* **Challenge**
Please copy out the whole listing below, requests included, and shift every coordinate given under "Marks:" by adding 111 to both of its numbers. Keep the sample pairs inside the requests unchanged.

* **Data to use**

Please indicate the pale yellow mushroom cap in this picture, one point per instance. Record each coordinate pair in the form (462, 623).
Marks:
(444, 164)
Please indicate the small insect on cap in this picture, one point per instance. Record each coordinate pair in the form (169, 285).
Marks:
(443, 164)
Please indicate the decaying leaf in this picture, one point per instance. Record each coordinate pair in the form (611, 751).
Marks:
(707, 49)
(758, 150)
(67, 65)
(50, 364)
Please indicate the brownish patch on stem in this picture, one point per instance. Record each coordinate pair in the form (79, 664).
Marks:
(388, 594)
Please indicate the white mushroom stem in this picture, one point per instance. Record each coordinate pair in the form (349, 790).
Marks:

* **Output for this task**
Please indicate the pale yellow mushroom cap in this picture, one point per instance. Record each coordinate pair in the form (462, 623).
Marks:
(555, 275)
Please indicate the small insect on cap in this picture, one point per instance. Record each coordinate pair in the form (169, 285).
Marks:
(554, 275)
Please indicate the decaying leaf in this picture, one point per instance. Record each coordinate pair in the form (611, 751).
Marks:
(818, 160)
(869, 261)
(178, 176)
(161, 475)
Please indicate the brownish patch on stem in this picture, one point per instance. Record each coordinate pair in the form (79, 664).
Marks:
(499, 705)
Please indicate the white mushroom stem in this picture, one point per instance. Record each coordinate pair in the form (349, 790).
Marks:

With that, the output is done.